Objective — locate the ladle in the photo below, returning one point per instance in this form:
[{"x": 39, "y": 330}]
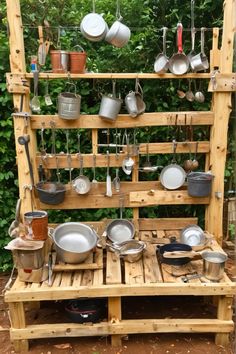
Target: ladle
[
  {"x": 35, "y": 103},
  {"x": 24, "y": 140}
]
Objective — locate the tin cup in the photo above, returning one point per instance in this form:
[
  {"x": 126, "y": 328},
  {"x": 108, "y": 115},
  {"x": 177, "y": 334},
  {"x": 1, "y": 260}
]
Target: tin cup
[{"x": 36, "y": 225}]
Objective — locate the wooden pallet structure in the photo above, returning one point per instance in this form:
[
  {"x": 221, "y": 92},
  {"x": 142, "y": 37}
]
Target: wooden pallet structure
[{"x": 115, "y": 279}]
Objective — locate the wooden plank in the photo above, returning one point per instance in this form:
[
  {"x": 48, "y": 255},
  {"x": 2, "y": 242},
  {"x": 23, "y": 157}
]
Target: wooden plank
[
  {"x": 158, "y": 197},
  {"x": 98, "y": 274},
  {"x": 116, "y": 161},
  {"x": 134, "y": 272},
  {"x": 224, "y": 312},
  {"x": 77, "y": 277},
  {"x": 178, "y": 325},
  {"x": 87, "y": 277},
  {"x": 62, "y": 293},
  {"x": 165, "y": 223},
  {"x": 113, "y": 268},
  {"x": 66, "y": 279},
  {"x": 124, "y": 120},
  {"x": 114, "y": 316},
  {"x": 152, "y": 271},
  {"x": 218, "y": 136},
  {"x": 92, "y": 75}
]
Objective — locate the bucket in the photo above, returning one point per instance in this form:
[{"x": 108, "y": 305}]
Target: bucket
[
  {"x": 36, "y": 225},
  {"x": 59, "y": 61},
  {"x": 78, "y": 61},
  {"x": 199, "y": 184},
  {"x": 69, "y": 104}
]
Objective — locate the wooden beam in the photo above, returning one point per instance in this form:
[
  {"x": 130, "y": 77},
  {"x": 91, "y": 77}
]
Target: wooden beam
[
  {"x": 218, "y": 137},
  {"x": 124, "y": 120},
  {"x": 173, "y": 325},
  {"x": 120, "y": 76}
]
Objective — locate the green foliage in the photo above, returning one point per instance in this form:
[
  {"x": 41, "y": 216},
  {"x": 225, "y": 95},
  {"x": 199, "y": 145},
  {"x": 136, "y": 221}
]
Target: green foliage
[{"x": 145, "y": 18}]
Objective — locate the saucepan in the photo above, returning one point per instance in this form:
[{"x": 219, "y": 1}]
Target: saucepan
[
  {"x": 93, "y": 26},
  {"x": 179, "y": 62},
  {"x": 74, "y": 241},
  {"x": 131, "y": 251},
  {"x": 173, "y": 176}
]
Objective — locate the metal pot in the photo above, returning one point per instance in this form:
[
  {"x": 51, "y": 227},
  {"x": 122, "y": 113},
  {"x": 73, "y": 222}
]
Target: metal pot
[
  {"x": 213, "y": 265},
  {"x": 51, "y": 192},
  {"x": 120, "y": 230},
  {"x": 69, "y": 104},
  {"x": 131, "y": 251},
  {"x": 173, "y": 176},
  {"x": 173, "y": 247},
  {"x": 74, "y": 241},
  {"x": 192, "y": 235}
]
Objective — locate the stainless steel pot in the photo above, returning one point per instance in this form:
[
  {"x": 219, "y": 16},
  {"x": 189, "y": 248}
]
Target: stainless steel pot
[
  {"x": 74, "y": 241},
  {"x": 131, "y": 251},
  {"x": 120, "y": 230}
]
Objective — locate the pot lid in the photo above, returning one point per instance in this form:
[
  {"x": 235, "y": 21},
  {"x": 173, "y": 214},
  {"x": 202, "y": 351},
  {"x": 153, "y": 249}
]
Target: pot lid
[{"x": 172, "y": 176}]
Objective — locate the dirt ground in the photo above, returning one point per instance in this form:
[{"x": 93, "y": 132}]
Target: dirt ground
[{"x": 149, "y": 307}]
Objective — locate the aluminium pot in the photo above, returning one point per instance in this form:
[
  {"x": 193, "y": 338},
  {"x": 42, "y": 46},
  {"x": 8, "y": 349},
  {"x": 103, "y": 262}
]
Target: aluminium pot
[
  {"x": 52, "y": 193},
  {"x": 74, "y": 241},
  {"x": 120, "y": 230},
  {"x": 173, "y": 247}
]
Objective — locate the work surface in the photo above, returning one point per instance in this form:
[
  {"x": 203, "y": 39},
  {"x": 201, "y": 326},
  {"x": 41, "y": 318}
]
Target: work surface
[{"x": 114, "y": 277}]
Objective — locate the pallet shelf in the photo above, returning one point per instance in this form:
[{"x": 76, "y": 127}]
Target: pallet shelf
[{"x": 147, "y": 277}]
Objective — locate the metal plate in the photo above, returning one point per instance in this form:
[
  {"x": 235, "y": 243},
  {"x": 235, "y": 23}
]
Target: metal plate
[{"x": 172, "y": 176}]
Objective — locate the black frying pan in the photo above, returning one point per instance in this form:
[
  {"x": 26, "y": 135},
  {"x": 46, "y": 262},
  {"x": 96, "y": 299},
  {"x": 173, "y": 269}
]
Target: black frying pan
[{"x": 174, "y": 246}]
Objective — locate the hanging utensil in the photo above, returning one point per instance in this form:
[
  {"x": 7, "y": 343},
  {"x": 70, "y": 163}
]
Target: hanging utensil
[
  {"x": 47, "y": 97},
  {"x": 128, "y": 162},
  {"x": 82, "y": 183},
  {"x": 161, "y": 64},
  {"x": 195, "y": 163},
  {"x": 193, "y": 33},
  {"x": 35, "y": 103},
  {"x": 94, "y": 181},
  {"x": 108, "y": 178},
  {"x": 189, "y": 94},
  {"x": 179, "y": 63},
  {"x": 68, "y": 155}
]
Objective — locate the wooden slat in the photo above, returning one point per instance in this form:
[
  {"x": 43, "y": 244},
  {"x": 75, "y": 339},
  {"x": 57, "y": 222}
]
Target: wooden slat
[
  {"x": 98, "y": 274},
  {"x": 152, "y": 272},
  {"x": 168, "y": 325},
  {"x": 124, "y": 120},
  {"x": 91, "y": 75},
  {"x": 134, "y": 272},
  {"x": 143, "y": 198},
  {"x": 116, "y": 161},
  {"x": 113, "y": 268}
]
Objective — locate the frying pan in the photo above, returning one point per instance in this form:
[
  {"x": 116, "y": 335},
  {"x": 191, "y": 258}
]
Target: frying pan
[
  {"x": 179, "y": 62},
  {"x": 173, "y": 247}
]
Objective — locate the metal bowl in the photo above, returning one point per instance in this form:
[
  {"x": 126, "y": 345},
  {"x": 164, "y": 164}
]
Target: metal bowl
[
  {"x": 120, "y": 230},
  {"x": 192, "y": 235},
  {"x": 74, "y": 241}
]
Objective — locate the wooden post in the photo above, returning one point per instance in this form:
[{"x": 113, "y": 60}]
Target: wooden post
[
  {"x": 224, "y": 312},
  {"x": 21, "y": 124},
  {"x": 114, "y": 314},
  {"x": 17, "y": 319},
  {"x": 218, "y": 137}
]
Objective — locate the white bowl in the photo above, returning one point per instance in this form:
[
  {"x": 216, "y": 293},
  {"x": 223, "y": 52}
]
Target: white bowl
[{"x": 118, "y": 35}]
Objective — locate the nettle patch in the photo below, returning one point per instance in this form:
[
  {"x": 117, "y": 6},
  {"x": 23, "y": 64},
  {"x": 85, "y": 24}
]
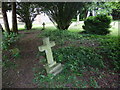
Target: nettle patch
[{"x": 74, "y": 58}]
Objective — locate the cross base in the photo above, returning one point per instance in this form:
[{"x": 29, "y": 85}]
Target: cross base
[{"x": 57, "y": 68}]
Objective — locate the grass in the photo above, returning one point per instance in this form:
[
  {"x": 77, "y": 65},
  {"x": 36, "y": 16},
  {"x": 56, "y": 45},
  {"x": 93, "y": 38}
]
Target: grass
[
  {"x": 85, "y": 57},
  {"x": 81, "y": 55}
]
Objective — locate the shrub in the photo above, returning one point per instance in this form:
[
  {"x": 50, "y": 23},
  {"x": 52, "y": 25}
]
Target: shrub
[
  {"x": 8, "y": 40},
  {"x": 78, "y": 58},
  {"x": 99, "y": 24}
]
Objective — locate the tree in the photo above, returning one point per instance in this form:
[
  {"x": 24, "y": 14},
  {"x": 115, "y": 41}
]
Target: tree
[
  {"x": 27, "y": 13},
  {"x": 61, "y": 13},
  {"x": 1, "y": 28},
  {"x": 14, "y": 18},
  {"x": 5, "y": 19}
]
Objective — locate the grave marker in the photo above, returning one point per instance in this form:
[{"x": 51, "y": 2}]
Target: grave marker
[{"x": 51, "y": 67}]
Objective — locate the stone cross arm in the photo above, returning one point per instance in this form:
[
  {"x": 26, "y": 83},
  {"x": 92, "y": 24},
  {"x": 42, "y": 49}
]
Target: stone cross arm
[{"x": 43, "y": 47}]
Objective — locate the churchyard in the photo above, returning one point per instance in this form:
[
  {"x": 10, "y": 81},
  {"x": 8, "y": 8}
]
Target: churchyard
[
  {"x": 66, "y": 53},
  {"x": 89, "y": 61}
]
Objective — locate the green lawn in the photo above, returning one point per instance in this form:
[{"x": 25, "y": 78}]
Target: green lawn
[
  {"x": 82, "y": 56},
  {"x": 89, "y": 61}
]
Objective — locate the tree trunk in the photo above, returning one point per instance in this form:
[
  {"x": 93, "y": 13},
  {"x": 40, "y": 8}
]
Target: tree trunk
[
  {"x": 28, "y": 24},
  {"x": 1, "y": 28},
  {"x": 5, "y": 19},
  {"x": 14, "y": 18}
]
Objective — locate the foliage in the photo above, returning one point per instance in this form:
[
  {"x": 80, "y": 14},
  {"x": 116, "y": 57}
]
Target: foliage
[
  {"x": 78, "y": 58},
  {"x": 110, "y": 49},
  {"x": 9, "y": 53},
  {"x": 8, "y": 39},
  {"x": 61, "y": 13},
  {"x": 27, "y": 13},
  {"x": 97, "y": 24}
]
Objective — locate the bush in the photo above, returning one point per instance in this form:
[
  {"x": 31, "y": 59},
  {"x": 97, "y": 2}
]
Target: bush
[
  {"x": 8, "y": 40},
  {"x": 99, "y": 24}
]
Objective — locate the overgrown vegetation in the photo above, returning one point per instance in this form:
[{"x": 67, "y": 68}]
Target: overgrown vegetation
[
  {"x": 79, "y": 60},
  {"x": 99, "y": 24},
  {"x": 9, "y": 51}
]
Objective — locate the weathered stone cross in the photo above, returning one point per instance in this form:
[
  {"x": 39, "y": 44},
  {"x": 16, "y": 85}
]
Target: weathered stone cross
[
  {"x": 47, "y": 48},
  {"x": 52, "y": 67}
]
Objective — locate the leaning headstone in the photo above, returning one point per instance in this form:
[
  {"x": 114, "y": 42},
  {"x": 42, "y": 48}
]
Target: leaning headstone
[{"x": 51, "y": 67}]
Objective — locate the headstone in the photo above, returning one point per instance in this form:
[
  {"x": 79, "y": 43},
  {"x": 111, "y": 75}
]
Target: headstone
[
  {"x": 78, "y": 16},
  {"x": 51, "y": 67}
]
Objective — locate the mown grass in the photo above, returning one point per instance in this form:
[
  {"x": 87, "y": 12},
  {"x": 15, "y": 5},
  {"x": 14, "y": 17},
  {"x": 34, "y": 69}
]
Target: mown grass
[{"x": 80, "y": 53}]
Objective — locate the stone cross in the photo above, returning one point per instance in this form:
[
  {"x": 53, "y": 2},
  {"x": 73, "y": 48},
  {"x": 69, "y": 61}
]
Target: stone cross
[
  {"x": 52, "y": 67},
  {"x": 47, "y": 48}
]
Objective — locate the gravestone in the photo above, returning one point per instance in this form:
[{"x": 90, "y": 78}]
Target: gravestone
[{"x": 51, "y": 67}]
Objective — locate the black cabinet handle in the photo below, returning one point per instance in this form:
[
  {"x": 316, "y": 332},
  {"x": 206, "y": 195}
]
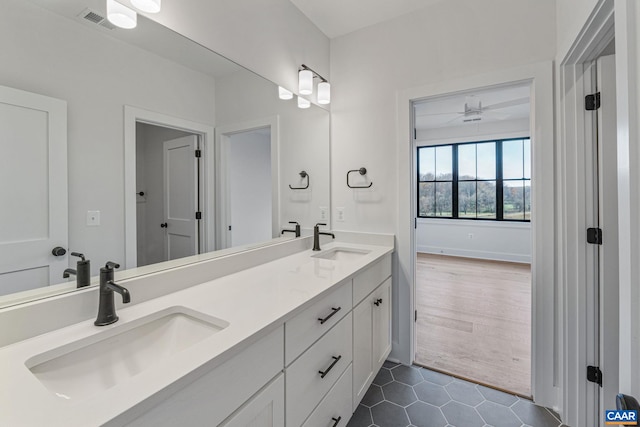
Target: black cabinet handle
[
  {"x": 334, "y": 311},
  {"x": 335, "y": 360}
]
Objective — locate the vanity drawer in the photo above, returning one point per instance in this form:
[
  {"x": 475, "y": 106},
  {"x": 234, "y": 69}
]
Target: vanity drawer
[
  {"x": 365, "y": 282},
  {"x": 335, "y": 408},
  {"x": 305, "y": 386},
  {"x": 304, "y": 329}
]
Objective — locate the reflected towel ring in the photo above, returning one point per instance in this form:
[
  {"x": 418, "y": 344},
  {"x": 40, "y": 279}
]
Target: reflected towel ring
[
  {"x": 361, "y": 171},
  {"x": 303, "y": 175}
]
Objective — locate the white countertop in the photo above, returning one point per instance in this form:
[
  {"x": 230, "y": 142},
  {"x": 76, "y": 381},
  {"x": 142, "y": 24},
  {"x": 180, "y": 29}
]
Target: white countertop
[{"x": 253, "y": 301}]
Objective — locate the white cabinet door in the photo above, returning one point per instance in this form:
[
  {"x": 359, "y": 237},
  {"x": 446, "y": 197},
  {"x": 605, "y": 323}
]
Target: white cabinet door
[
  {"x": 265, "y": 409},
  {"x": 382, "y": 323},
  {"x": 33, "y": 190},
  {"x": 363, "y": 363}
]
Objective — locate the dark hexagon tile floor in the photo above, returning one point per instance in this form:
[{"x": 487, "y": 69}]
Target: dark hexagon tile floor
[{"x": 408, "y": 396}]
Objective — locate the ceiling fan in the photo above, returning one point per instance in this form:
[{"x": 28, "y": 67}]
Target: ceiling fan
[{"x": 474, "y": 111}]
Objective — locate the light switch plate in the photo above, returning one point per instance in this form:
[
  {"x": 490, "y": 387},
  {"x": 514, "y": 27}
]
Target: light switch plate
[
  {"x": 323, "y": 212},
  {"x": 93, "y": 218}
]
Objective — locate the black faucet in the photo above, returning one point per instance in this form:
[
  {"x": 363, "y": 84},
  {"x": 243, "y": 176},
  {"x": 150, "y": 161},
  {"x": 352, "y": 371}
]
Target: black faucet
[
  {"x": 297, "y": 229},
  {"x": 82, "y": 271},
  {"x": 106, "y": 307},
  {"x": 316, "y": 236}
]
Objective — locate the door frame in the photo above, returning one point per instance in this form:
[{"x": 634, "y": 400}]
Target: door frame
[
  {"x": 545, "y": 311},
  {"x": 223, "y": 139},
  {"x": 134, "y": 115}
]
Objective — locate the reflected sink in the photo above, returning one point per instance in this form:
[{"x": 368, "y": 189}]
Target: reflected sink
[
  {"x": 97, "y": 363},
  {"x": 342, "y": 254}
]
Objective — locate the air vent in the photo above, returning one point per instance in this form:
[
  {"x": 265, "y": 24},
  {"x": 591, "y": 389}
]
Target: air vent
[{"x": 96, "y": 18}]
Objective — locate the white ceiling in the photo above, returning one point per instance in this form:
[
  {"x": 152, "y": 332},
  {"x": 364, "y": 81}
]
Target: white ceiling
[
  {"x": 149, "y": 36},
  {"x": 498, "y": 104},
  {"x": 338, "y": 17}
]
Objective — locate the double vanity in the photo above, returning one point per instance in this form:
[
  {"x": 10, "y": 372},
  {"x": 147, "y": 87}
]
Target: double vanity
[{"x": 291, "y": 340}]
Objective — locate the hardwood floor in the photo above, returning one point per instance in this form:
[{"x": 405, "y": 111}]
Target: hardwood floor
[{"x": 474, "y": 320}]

# # # # #

The exercise: Repeat, word for word, every line from the line that contains "Objective — locate the air" to the end of the entries; include both of those lines and no others.

Solution:
Objective — locate the air vent in the photo above, returning one point per instance in this form:
[
  {"x": 265, "y": 24},
  {"x": 591, "y": 389}
]
Target: air vent
[{"x": 96, "y": 18}]
Objective — locate the white ceiling in the photo above, returning one point per instance in this form:
[
  {"x": 152, "y": 332},
  {"x": 364, "y": 81}
]
Target: white ceiling
[
  {"x": 149, "y": 36},
  {"x": 498, "y": 104},
  {"x": 338, "y": 17}
]
Objective — locate the double vanity in the photo above, returning one point per instance in this form:
[
  {"x": 10, "y": 372},
  {"x": 147, "y": 87}
]
Target: double vanity
[{"x": 291, "y": 340}]
Objective — locate the hardwood floor in the photo above, returning one point per instance in this form:
[{"x": 405, "y": 111}]
Target: hardwood floor
[{"x": 474, "y": 320}]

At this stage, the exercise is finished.